The jumping-off point for Hadoop is a single proof of concept: start small and show business value for a specific use case using easily accessible data sets. Then do it again. And again. And then, after you’ve successfully deployed your first few use cases into production, it’s easier to gain support from business partners for larger projects. Your business partners want to be sure they’ll get a return on the investment they’re making in Hadoop.
Implementing Hadoop one small step at a time isn’t glamorous, but it’s the most sustainable and successful way to build your data lake – or as Gartner analyst Merv Adrian puts it, your data reservoir. Think of it as an ever-evolving journey, really without end.
I have a data lake, now what?
Once your data is in the data lake, the journey continues. Adrian’s concept of the data reservoir is a useful one to illustrate why. Unlike a lake, a reservoir has a dam. The dam controls when and how much water flows out of the reservoir. In his keynote presentation at the 2014 Hadoop Summit, Adrian offered this description: “A reservoir contains water that is managed, transformed, filtered, secured (somewhat), portable, potable (fit for consumption).” Applying data management tools to your Hadoop data lake is sort of like building a data dam to control the data and make it consumable for end users.

* Given instruction 1
According to the Hadoop text, what does a reservoir have that a lake does not?
* Given instruction 2
Please copy the Hadoop text word for word, starting at "Implementing Hadoop one" and ending at "really without end.".
* Given instruction 3
Write what comes next in the text on Hadoop data lakes, picking up after its final sentence.
The entries that follow are separate material, unrelated to the Hadoop text.

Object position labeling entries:
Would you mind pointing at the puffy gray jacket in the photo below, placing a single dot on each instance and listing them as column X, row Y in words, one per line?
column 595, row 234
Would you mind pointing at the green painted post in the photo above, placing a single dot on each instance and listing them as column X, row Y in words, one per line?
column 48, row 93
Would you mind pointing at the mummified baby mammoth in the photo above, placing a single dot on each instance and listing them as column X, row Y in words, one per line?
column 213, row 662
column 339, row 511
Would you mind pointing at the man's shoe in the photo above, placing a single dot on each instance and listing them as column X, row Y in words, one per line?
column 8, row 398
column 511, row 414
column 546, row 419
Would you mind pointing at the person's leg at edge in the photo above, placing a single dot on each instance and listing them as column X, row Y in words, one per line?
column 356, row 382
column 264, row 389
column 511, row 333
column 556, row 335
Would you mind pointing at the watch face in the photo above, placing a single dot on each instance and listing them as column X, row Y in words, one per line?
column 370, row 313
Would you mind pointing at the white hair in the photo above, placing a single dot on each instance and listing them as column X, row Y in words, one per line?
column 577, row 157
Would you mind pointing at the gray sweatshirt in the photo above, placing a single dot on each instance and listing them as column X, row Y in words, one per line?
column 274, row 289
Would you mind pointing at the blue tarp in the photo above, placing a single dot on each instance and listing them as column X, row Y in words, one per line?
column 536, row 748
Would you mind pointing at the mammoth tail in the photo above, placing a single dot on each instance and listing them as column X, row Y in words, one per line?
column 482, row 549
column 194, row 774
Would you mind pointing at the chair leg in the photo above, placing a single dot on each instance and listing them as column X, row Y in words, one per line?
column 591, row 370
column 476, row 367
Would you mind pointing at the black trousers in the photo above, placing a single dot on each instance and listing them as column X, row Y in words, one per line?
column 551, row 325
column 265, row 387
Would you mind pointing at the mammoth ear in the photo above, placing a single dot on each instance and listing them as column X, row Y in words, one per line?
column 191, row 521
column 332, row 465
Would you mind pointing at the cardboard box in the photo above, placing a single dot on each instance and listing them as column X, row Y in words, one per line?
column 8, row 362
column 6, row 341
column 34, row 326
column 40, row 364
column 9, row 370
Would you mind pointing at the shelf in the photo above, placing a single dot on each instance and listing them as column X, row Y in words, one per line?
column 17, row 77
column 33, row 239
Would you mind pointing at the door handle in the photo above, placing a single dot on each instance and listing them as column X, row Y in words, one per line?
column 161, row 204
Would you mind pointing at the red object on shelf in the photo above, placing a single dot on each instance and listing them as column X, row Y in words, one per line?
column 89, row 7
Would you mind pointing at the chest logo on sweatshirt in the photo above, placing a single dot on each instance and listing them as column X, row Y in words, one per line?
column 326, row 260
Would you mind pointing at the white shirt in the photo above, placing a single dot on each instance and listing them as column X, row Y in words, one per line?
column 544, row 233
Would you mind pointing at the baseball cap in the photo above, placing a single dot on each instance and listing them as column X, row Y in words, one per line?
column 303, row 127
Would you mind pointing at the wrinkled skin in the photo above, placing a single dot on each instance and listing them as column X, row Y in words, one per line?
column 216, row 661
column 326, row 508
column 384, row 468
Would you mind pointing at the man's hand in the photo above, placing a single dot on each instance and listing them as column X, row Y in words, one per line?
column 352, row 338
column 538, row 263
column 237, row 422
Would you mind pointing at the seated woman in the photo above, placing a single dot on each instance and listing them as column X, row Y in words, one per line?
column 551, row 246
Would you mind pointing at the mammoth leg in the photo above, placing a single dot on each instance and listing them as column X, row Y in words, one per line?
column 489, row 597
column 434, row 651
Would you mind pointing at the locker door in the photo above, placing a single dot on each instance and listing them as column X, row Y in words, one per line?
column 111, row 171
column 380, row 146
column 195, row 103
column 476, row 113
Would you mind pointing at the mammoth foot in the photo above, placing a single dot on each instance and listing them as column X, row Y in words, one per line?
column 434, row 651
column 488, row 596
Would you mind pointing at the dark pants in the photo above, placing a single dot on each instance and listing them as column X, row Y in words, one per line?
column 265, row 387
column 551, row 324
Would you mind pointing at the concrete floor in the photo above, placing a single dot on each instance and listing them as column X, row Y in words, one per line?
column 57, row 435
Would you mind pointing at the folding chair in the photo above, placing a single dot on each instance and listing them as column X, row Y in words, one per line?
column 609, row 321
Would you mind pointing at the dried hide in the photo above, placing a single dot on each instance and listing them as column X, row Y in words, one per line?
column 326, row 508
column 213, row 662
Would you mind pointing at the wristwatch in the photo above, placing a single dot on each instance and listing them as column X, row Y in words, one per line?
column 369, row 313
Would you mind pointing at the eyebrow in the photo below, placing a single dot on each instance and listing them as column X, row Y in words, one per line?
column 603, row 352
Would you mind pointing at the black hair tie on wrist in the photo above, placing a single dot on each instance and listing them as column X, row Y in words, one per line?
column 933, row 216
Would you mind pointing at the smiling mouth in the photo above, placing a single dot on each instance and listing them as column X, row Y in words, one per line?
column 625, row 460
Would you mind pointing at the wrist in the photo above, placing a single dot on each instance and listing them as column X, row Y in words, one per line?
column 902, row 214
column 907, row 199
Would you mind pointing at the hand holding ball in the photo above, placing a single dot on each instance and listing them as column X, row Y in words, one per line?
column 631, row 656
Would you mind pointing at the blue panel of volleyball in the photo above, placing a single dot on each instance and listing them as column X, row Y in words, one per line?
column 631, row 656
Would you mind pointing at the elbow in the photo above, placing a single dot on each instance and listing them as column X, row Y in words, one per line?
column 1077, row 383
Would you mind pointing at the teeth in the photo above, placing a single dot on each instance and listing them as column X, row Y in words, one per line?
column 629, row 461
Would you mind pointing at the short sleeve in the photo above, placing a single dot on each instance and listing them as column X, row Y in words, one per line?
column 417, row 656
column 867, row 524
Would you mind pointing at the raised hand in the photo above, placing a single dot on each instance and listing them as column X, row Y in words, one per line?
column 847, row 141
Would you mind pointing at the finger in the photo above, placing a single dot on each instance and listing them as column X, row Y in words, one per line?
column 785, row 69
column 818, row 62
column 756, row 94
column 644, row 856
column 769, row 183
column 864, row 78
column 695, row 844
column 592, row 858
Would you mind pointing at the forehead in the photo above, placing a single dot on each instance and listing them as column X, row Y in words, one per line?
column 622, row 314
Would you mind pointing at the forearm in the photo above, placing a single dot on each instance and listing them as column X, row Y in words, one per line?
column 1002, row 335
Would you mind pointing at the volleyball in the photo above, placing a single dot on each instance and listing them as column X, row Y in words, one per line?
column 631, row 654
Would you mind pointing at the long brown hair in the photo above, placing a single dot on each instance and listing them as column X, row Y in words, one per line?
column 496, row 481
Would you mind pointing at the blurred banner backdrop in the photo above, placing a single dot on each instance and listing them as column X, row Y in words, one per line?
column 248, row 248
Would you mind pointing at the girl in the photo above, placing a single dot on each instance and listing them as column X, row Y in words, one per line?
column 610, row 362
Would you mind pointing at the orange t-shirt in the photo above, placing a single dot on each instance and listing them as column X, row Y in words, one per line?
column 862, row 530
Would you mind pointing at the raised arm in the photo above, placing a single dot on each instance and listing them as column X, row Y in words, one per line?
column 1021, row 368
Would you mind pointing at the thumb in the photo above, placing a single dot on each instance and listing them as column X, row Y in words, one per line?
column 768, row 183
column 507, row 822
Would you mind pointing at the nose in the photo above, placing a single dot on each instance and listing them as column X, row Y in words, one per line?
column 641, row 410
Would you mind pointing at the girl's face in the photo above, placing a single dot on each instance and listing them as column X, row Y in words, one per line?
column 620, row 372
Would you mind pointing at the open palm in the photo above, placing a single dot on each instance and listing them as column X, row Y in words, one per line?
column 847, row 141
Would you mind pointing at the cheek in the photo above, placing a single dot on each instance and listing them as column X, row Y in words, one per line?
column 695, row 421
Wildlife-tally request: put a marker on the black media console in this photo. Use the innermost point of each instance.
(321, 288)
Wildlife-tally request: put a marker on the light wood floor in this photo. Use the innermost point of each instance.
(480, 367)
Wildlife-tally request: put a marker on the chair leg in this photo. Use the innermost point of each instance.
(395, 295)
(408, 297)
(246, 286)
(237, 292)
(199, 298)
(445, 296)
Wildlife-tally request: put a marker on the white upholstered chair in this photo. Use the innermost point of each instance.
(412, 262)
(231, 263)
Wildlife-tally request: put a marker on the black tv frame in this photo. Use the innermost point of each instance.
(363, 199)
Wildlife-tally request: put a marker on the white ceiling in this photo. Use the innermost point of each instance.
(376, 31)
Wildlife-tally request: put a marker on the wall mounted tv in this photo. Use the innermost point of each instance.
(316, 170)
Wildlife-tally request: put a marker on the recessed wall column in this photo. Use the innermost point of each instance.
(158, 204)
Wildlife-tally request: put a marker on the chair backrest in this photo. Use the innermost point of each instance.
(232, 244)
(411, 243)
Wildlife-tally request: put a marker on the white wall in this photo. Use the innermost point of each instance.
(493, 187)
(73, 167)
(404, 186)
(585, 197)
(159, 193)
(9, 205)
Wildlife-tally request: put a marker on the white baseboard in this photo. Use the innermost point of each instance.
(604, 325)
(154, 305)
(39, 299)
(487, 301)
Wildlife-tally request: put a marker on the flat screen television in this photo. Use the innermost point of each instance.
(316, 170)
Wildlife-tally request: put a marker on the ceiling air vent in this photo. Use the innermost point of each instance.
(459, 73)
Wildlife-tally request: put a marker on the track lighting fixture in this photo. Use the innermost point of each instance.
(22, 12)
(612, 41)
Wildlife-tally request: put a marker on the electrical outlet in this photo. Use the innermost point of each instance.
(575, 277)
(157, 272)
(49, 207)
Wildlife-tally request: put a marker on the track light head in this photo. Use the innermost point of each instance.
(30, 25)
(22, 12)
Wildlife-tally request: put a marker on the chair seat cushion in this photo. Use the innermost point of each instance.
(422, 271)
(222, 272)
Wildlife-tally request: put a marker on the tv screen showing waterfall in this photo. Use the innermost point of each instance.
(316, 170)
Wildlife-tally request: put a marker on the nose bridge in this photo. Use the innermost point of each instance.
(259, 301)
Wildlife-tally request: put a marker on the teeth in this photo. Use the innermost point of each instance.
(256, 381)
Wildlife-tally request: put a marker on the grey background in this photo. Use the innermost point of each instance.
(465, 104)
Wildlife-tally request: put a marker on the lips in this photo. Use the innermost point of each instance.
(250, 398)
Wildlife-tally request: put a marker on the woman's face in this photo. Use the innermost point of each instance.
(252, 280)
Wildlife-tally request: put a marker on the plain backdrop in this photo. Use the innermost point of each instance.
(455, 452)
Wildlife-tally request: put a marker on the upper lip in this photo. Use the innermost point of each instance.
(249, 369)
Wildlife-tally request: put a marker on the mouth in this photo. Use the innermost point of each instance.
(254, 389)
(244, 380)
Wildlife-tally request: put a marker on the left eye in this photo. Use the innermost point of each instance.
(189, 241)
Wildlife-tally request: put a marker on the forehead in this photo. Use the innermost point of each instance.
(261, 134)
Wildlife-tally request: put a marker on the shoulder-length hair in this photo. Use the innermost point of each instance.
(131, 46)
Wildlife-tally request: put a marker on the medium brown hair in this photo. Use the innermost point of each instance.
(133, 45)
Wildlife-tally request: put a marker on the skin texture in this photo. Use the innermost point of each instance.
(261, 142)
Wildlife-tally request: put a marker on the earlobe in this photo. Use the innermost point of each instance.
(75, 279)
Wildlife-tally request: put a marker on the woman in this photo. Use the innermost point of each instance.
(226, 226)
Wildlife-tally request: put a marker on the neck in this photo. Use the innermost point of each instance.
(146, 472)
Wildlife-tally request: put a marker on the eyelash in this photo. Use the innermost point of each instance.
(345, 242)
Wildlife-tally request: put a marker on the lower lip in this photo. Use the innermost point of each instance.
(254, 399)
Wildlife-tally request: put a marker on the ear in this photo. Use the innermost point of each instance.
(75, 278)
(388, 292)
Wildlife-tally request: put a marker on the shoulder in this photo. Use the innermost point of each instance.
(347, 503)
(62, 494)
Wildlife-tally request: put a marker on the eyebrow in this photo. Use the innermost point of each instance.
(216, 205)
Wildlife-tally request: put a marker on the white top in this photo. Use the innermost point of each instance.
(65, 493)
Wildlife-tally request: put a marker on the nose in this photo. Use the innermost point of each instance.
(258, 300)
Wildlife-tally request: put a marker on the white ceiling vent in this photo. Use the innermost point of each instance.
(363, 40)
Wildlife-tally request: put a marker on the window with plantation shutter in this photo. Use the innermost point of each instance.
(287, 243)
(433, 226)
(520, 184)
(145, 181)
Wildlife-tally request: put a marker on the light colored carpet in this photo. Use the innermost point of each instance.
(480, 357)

* Task output 1
A dam.

* Task output 2
Implementing Hadoop one small step at a time isn’t glamorous, but it’s the most sustainable and successful way to build your data lake – or as Gartner analyst Merv Adrian puts it, your data reservoir. Think of it as an ever-evolving journey, really without end.

* Task output 3
Data quality: your work is never done
Even unstructured data needs to be qualified so that you know what you have and can find data and use it. Applying metadata to your data in Hadoop is absolutely critical. Only once data has been analyzed, verified and prepared can your business realistically use it for analytics. Although qualifying your data is a never-ending process, with a good Hadoop data management platform, you can operationalize and automate a lot of it to make it more efficient.
Experts at the Hadoop Summit agreed that Hadoop is on the brink of going mainstream. Adrian predicted that the future of Hadoop is for enterprises to more effectively exploit it, saying, “The synergy that Hadoop brings to the table is most powerfully magnified when it’s connected to what’s already there – that’s what’s next.” And to be able to connect it, your Hadoop data lake must be tamed with a data governance strategy. This requires – yes, you guessed it – a robust Hadoop data management solution.
If you’ve successfully implemented some Hadoop pilot projects, now’s the time to consider where the journey goes from here. As you plan for deployment, be sure to simultaneously develop a strategy for data management that will enable your Hadoop deployment to scale and your business to realize its return on investment.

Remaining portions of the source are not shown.